──────── QUOTED PASSAGE
Your description of the stars really grabbed me since, this evening, I was able to show my youngest child Jupiter and its Galilean moons for the first time, through my telescope. Orion stood on the horizon, bearing witness with his arms stretched up towards the great planet. Somehow, looking up at these stars unites us.

Above all, I'm really grateful that you've shared this experience with us, riding out the humbling intensity as you did. Wishing you every strength in integrating those messages meaningfully into your everyday life. <3

PS - repeated rue use does indeed appear to build its power, whether this is inverse tolerance or, to put it another way, learning its language.
 
Something that struck me is that 4g of rue could, by itself, bring about a deep and challenging experience. It seems that your addition of that small amount of "thinking of each other" tree was sufficient to throw quite the light onto a situation already brimming with transformative potential.

Not sure if this was a typo, but in choosing 'lie' over 'life' it's a matter of getting the f out, eh? :)

Your description of the stars really grabbed me since, this evening, I was able to show my youngest child Jupiter and its Galilean moons for the first time, through my telescope. Orion stood on the horizon, bearing witness with his arms stretched up towards the great planet. Somehow, looking up at these stars unites us.

Above all, I'm really grateful that you've shared this experience with us, riding out the humbling intensity as you did. Wishing you every strength in integrating those messages meaningfully into your everyday life. <3

PS - repeated rue use does indeed appear to build its power, whether this is inverse tolerance or, to put it another way, learning its language.

I noted that typo also and left it as I had never noted that Life minus F equals lie. I am into phonetics, etymology, and Synchromysticism (I am taken a aback hat I spelled that right the first time heh) which led me to keep it as it came through. You nail it in the only way out of a lie is to get the f out of it. When one factors in complex trauma, complex emotions, and the rest of it it isn't always an easy task clearly.
────────────────
──────── EXTRACTED INFORMATION
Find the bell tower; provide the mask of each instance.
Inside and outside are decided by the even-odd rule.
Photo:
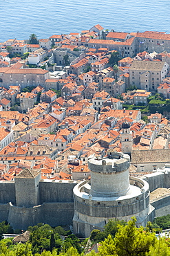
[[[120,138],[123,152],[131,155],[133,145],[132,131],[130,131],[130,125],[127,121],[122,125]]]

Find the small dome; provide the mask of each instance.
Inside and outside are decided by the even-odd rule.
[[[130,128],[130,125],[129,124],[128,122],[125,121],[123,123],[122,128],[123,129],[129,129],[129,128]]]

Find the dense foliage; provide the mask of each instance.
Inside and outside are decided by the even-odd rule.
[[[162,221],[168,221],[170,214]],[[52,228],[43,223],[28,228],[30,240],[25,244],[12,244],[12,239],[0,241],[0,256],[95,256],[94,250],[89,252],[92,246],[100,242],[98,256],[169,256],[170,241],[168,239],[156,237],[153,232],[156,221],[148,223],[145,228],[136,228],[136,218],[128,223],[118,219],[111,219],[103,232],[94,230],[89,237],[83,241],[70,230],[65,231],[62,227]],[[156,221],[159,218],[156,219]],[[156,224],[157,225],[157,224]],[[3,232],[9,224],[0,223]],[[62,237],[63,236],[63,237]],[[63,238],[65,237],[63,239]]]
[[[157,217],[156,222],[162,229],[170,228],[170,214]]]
────────────────
──────── EXTRACTED INFORMATION
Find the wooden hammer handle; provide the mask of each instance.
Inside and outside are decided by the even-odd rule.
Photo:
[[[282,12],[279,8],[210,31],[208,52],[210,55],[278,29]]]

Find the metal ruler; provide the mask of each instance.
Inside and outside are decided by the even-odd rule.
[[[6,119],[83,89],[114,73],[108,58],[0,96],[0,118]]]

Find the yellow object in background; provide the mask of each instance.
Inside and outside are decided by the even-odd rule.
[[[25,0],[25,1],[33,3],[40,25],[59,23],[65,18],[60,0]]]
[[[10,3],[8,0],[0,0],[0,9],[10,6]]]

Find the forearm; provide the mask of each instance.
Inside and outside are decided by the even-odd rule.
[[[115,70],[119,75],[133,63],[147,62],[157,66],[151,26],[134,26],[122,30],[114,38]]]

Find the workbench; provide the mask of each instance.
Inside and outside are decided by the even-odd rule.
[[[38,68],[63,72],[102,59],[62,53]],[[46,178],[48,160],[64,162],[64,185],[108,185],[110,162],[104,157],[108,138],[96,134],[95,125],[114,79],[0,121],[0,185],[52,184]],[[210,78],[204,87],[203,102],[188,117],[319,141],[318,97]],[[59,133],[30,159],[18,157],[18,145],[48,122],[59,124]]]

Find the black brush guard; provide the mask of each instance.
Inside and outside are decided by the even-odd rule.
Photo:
────────────────
**THINGS TO DO**
**A)** Return the passage of the rue discussion starting with "Something that struck" and going on through "with transformative potential.".
**B)** Carry the discussion of rue and the stars further, picking up after its last sentence.

**EXPECTED OUTPUTS**
**A)**
Something that struck me is that 4g of rue could, by itself, bring about a deep and challenging experience. It seems that your addition of that small amount of "thinking of each other" tree was sufficient to throw quite the light onto a situation already brimming with transformative potential.

**B)**
The medicine has been with me today which hasn't been an easy day by any means. Work was a doozy as was having to continue the purgative process for lack of better descriptor. You're entirely correct however oddly enough each and every time I dosed 3-5g of rue alone after a dozen or so plus sessions nothing really happened. I asked myself: Did the potency return from to the aether from which it came? What could possibly yield such starkly contrastive experiences upon consumption of the same dose / same batch as all previous sessions?

Perhaps it's that the acacia was needed to be added as I had received what I needed from the Rue alone. Can't say for sure but am certainly happy that last night went well even though it was beyond difficult to have to accept brutal truth. The quote of the sage delighting in the same waters in which the schizophrenic drowns comes to mind in life from time to time particularly when brought to states psychologically which those before me too have delved. Despite the challenge of my life I have to count my lucky stars for so far having the capacities of not ending up in an unfortunate state which others have sadly landed in. I used to know one who had a single entheogenic experience which caused him to completely lose his mind.

No doubt you're right. A researcher I've studied mentioned that if Orion for instance came out once per year the lot of us would come out to enjoy it. But since it's out every night very few ever acknowledge it whatsoever not to mention city lights which dilute the brilliance of the planets/stars profoundly. Thanks for sharing as I was too focused on Jupiter for quite some time last night. Have you ever noted the phenomenon of a planet/star "moving" after staring without blinking for more than several seconds or sometimes less? It is bizarre especially when framed by my window which wasn't moving at all whilst Jupiter went on to move in varying patterns of up, down, left, right etc.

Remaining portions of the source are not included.